* _TEXT BLOCK_:
Book Notes from 'Coaching Agile Teams' By Lyssa Adkins
Coach as Conflict Navigator
- Patrick Lencioni - The Five
Dysfunctions of a Team - names fear of conflict as one of the five
dysfunctions.
- Citing is as the main reason
that teams struggle
- Highly collaborative teams
use conflict constructively.
- On an agile team - in our
pursuit of excellence we know that conflict arise and that we can expect
both harmony and disharmony
- Move from conflict to
constructive disagreement.
The Agile Coach's Role in
Conflict
- Coaching teams to navigate
conflict may feel unfamiliar or uncomfortable to you.
- With agile - team members
stay together longer - life of a project.
- They don’t move on - nor
does the conflict.
- As the agile coach you -
- Face the conflict squarely.
- Skillfully determine the
severity of it
- Mindfully decide whether to
intervene and how
- Generously teach the team to
navigate it.
- Courageously refuses to
settle for a team that shrinks from greatness by avoiding it.

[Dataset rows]

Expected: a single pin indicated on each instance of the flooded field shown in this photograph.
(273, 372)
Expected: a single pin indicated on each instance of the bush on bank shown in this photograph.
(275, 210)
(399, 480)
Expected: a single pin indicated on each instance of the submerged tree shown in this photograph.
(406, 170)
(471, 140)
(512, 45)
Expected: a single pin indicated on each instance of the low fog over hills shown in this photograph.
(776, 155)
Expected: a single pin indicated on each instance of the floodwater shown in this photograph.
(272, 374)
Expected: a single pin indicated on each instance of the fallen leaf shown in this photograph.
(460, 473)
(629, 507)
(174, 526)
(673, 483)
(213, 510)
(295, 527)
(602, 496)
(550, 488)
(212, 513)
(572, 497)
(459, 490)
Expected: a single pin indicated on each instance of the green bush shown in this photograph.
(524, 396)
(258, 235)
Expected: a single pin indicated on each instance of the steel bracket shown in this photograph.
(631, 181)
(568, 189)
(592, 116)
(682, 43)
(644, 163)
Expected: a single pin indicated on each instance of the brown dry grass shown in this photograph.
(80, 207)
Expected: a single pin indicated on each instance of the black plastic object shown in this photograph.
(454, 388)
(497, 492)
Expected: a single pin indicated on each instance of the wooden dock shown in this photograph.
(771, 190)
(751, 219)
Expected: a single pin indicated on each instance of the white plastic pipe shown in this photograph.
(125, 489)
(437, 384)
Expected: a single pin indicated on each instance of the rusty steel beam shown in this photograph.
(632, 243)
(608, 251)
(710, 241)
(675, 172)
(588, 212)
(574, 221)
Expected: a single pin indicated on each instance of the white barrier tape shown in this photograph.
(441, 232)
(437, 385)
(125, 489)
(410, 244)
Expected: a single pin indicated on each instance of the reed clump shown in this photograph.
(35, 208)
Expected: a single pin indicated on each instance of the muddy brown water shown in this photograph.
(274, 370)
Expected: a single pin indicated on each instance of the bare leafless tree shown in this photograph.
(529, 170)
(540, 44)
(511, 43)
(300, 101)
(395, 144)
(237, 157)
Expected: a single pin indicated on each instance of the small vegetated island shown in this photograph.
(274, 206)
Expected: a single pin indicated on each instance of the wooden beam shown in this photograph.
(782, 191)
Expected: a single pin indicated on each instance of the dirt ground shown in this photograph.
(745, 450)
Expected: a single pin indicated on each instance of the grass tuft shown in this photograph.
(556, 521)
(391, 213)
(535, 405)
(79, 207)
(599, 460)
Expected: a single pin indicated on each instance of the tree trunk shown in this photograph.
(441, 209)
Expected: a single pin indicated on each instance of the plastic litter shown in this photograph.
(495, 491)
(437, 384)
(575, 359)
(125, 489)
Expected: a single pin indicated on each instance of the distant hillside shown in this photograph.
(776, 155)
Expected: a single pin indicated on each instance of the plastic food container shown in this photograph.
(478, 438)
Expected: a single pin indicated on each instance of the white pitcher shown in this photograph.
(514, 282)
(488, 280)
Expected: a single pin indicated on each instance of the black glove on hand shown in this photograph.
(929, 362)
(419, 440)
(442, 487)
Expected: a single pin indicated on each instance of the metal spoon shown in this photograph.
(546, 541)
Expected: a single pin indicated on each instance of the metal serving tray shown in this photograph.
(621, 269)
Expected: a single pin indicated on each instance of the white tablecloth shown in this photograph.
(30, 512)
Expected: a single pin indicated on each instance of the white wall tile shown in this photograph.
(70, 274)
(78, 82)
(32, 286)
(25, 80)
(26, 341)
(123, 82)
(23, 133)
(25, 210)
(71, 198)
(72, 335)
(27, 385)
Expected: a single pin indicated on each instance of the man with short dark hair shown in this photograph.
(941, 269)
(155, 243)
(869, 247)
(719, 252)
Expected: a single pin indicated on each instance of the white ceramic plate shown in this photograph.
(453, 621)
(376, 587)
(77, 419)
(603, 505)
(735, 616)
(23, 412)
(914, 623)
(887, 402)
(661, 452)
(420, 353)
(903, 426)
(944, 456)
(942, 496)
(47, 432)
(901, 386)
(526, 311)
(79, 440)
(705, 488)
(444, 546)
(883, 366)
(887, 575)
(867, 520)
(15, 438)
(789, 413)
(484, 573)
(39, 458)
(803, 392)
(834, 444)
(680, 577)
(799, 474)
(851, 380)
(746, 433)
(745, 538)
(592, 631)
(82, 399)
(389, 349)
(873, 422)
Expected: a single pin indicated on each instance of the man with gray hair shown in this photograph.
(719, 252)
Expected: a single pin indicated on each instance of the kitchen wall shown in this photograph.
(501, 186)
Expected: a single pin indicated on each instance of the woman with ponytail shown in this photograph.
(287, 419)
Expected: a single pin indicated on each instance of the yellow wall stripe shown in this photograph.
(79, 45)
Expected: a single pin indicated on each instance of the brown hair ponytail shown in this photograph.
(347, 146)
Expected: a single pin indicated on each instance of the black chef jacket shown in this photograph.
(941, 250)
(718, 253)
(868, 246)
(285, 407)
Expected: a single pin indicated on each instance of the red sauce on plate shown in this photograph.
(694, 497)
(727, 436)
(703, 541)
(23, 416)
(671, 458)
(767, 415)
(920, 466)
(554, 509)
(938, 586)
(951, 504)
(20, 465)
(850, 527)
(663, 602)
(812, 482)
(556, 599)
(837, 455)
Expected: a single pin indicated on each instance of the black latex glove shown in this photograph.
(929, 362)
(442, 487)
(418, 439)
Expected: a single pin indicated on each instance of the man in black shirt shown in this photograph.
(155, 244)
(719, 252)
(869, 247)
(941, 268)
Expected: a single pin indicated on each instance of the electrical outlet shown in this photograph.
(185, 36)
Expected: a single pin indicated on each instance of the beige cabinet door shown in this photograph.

* _GIVEN TASK A_: Rewrite the passage of the conflict notes that opens with the words containing "- On an agile" and closes with "constructive disagreement.", substituting "mastery" for "excellence".
* _GIVEN TASK B_: Extend the conflict notes with the next passage, following on from their final line.

* _FINAL RESULT A_:
- On an agile team - in our
pursuit of mastery we know that conflict arise and that we can expect
both harmony and disharmony
- Move from conflict to
constructive disagreement.

* _FINAL RESULT B_:
Five Levels of Conflict
- Speed Leas offers a framework
we can use to determine the seriousness of the conflict
- Level 1 : Problem to Solve
- Every day frustrations and
aggravations make up this level
- When in level 1 - a team
will remain focused on determining what's awry and how to fix it.
- Use words that are clear,
specific and factual
- Team members seem
optimistic, moving through the conflict
- Level 1 as the level of
constructive disagreement.
- Level 2 : Disagreement
- Self-protection becomes as
important as solving problems
- Team members distance
themselves from one another.
- Good-natured joking moves
toward the half-joking barb
- Level 3 : Contest
- The aim is to win
- Multiple issues cluster
into larger issues or create a cause.
- Factions emerge -
misunderstandings and power politics arise.
- People begin to align
themselves with one side or the other.
- Team members pay attention
to building their cases.
- Discussion becomes
either/or and blaming flourishes
- People may not be ready to
move beyond blaming.
- Level 4 : Crusade
- Resolving the situation
isn't good enough. Team members believe the people on the other side of
the issue will not change.
- They may believe the only
option is to remove the others form the team or get removed from the
team themselves.
- Level 5 : World War
- Its not enough that one
wins - the others must lose.
- Only option at this level
is to separate the combatants.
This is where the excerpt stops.